TEXTE EXTRAIT:
Au fablab Kamakura, patrimoine et savoir-faire au pays du Grand Bouddha
Publié le 16 février 2016 par Cherise Fong
Chaque lundi, à 1h de train au sud de Tokyo et 3km du célèbre Grand Bouddha, le Fablab Kamakura ouvre ses portes au public. Depuis 2011, le plus ancien fablab d’Asie occupe cette maison traditionnelle japonaise restaurée. Reportage.
Kamakura, envoyée spéciale
A 9h, un lundi matin, une dizaine de personnes sont assemblées au rez-de-chaussée du Fablab Kamakura. Avant même de se présenter, les torchons, les balais, les gants de jardin sont sortis, pour se mettre au travail : certains restent à l’intérieur pour ranger, essuyer et balayer, mais finalement tout le monde se retrouve dehors pour couper et débarrasser le liège qui menace d’envahir l’escalier.

LIGNES ENREGISTRÉES:
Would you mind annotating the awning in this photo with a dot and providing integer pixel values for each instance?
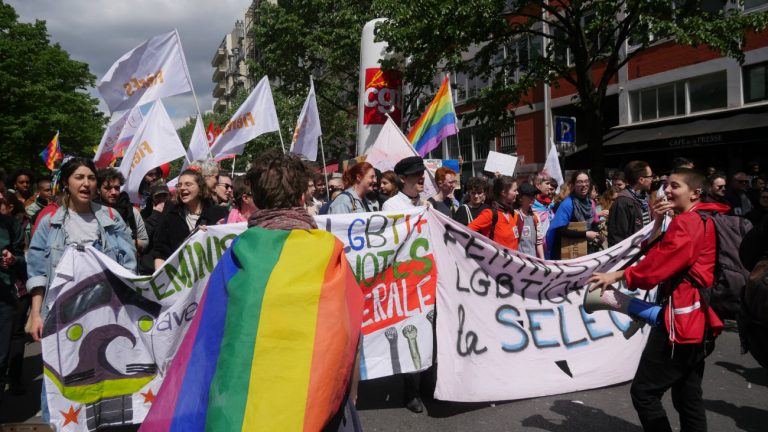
(685, 127)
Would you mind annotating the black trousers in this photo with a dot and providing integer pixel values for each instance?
(660, 370)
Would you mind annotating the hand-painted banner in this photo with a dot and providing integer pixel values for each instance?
(513, 326)
(111, 335)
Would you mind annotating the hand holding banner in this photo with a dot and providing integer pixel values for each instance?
(255, 116)
(155, 143)
(153, 70)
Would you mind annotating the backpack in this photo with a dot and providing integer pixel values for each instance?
(724, 296)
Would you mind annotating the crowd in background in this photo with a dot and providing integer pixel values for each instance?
(84, 205)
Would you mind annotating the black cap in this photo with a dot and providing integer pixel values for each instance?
(527, 189)
(410, 166)
(158, 188)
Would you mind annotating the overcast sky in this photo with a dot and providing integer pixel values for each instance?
(98, 32)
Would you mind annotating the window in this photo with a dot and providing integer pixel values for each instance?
(508, 144)
(696, 94)
(755, 82)
(708, 92)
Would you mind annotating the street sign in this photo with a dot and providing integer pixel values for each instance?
(565, 131)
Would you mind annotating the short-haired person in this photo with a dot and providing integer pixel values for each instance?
(358, 180)
(475, 194)
(631, 210)
(544, 204)
(576, 207)
(444, 201)
(43, 195)
(682, 260)
(194, 207)
(530, 232)
(411, 173)
(499, 221)
(278, 184)
(736, 195)
(243, 201)
(108, 184)
(223, 190)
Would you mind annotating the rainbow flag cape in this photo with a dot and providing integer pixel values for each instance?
(52, 153)
(437, 122)
(273, 342)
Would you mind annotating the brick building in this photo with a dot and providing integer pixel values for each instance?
(668, 101)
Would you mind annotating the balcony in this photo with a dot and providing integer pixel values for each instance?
(220, 56)
(219, 72)
(219, 89)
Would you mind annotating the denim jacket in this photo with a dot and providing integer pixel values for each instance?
(48, 245)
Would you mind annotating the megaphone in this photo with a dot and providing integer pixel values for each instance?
(641, 312)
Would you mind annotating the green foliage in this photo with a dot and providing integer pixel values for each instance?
(435, 36)
(299, 38)
(43, 91)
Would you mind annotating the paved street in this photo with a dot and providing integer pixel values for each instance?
(735, 393)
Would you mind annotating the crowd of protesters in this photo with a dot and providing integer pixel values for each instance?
(533, 215)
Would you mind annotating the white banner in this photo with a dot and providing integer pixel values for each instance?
(255, 116)
(512, 326)
(117, 137)
(153, 70)
(155, 143)
(307, 132)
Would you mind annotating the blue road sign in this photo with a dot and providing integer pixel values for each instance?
(565, 130)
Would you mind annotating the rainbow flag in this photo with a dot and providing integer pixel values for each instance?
(437, 122)
(52, 153)
(273, 341)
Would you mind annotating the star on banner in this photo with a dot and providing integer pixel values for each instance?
(149, 397)
(71, 415)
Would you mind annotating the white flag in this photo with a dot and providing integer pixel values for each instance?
(390, 147)
(117, 137)
(153, 70)
(198, 145)
(255, 116)
(307, 132)
(155, 143)
(552, 165)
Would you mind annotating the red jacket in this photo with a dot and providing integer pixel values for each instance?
(685, 249)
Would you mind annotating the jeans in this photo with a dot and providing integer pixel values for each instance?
(661, 368)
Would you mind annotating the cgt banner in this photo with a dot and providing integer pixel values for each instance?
(110, 335)
(512, 326)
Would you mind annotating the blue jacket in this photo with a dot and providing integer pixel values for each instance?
(47, 245)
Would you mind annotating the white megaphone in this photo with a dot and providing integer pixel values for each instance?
(640, 311)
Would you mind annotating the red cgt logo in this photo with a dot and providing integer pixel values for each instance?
(382, 96)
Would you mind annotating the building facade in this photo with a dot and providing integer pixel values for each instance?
(667, 101)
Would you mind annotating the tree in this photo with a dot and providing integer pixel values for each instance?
(299, 38)
(434, 34)
(42, 91)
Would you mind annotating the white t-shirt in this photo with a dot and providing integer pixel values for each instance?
(81, 228)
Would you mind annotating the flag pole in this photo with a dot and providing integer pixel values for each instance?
(282, 144)
(325, 172)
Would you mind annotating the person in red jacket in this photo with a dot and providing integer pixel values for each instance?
(504, 231)
(674, 355)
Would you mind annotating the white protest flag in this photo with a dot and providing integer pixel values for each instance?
(255, 116)
(308, 131)
(155, 143)
(198, 145)
(153, 70)
(552, 165)
(390, 147)
(117, 137)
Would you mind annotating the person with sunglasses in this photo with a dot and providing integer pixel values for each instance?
(630, 212)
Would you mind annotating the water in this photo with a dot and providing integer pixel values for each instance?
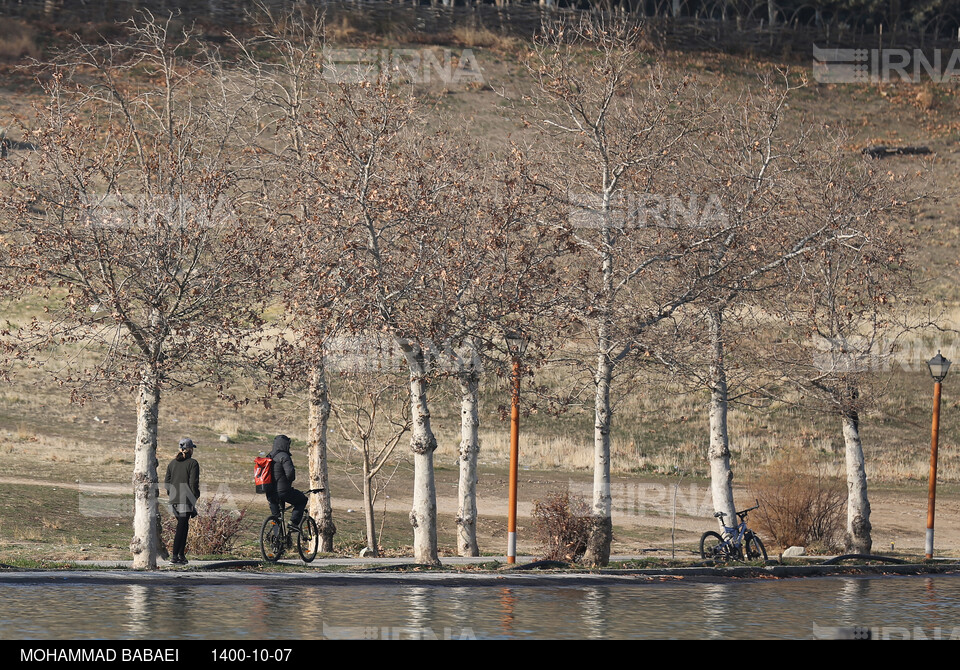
(895, 607)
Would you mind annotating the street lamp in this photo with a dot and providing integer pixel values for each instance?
(938, 370)
(517, 346)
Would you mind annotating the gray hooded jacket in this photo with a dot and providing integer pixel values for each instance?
(284, 473)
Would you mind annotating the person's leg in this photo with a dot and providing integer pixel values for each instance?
(180, 537)
(274, 503)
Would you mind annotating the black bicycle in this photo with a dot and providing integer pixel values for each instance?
(735, 542)
(277, 536)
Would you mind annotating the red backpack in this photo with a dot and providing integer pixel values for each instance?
(262, 472)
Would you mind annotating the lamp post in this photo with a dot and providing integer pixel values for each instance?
(938, 370)
(517, 346)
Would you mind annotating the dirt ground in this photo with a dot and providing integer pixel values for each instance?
(644, 521)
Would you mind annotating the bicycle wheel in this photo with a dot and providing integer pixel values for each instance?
(309, 539)
(755, 548)
(271, 540)
(712, 546)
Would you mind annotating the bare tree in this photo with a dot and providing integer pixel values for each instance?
(373, 417)
(133, 220)
(851, 306)
(283, 68)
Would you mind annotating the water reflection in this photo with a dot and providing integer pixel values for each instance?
(716, 610)
(745, 609)
(595, 610)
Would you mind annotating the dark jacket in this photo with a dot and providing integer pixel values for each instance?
(183, 483)
(284, 473)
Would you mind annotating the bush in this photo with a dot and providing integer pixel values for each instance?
(800, 505)
(212, 532)
(561, 527)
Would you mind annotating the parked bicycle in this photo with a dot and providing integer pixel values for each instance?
(735, 543)
(277, 536)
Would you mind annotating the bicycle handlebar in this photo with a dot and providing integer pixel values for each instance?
(741, 513)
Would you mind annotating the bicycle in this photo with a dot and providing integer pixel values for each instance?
(276, 535)
(735, 541)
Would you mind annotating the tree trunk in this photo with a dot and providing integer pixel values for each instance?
(601, 532)
(423, 515)
(321, 508)
(857, 540)
(721, 475)
(469, 379)
(145, 490)
(368, 515)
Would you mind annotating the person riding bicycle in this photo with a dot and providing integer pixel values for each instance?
(284, 474)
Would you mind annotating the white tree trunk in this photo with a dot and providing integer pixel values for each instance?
(321, 507)
(858, 539)
(423, 515)
(144, 544)
(368, 515)
(601, 535)
(601, 531)
(469, 378)
(721, 475)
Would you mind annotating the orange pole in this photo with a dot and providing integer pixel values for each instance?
(932, 494)
(514, 458)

TRAVAIL À FAIRE:
- A) Dans le reportage sur le Fablab Kamakura, quels objets les participants sortent-ils avant même de se présenter ? Citez-les tous.
- B) Recopiez le reportage sur le Fablab Kamakura de "Au fablab Kamakura, patrimoine" à "menace d’envahir l’escalier." en remplaçant "lundi" par "samedi".
- C) Poursuivez le reportage sur le Fablab Kamakura à partir de sa dernière phrase.
Les lignes enregistrées ne sont pas utiles ici.

RÉPONSES:
- A) Les torchons, les balais et les gants de jardin.

- B)
Au fablab Kamakura, patrimoine et savoir-faire au pays du Grand Bouddha
Publié le 16 février 2016 par Cherise Fong
Chaque samedi, à 1h de train au sud de Tokyo et 3km du célèbre Grand Bouddha, le Fablab Kamakura ouvre ses portes au public. Depuis 2011, le plus ancien fablab d’Asie occupe cette maison traditionnelle japonaise restaurée. Reportage.
Kamakura, envoyée spéciale
A 9h, un samedi matin, une dizaine de personnes sont assemblées au rez-de-chaussée du Fablab Kamakura. Avant même de se présenter, les torchons, les balais, les gants de jardin sont sortis, pour se mettre au travail : certains restent à l’intérieur pour ranger, essuyer et balayer, mais finalement tout le monde se retrouve dehors pour couper et débarrasser le liège qui menace d’envahir l’escalier.

- C)
A 9h35, la plénière de l’open lab matinal du Fablab Kamakura commence par un petit tour de table. Une nouvelle venue inaugure sa première session de Fab Basic, une formation de trois mois pour apprendre le b.a.-ba de la fabrication digitale. A sa gauche, un habitué qui est aussi l’ingénieur du robot Fabwalker expérimente différents filaments pour l’imprimante 3D Afinia. Son voisin montre des essais d’impression numérique UV du Mont Fuji sur bois, en tranches fines comme du papier. Un ingénieur retraité fait courir un de ses robots zoo-ambulants qui émeut la salle lorsqu’il n’arrive pas à surmonter une marche de ses roues-prothèses arrières.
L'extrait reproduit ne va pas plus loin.